§ Work instructions: Take the line that contains "A note for the class: find the ostrich ear" as the first line and the final line of the records as the last; return exactly those lines and the lines between.
Segment Open
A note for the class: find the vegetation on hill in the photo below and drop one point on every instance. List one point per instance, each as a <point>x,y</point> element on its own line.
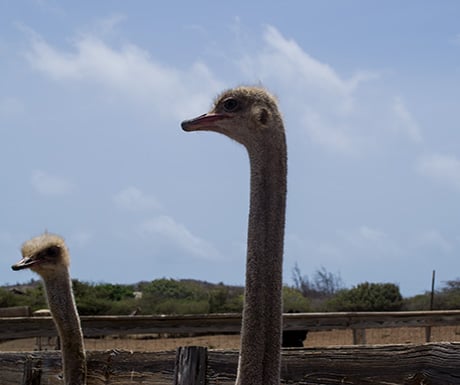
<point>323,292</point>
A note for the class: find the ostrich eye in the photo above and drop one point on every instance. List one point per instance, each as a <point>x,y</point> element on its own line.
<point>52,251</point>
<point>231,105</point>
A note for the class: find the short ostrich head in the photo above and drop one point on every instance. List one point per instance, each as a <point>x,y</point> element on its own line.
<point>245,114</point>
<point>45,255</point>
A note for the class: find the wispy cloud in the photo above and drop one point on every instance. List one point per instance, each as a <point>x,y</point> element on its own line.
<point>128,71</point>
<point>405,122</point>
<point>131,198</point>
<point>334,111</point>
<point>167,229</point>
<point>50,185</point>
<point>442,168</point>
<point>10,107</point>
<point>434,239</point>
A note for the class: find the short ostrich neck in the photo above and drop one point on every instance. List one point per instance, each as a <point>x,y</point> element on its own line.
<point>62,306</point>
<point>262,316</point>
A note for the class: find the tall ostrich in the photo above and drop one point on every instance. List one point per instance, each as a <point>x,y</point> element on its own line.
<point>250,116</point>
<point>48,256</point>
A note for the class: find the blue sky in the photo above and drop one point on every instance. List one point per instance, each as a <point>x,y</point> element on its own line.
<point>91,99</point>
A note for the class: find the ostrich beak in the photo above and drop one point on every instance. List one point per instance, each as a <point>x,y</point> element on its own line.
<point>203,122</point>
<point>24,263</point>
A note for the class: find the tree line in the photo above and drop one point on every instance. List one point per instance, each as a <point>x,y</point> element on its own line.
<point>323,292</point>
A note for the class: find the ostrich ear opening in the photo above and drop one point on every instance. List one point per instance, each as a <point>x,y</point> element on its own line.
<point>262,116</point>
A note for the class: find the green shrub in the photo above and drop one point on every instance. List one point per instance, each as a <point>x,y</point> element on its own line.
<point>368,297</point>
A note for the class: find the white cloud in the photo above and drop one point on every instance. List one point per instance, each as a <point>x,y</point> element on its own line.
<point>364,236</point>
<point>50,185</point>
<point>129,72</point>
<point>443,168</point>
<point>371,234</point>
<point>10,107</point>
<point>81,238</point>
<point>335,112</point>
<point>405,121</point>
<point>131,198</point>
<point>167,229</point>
Segment Closed
§ Completed exercise:
A note for the class: find the ostrich ear opening in the photo above and drop one point on every instance. List one point per instance, each as a <point>x,y</point> element on its own line.
<point>262,116</point>
A note for the class: find the green shrub in the photo above and drop one point on every instance. List one point per instance, each as a <point>x,y</point> element on its own line.
<point>368,297</point>
A note for the class: find the white cloud in the photo above and drop one point on every instance. List one point per instance, each as a <point>x,y</point> element on its own line.
<point>364,236</point>
<point>50,185</point>
<point>129,72</point>
<point>443,168</point>
<point>371,234</point>
<point>10,107</point>
<point>81,238</point>
<point>335,112</point>
<point>405,121</point>
<point>131,198</point>
<point>167,229</point>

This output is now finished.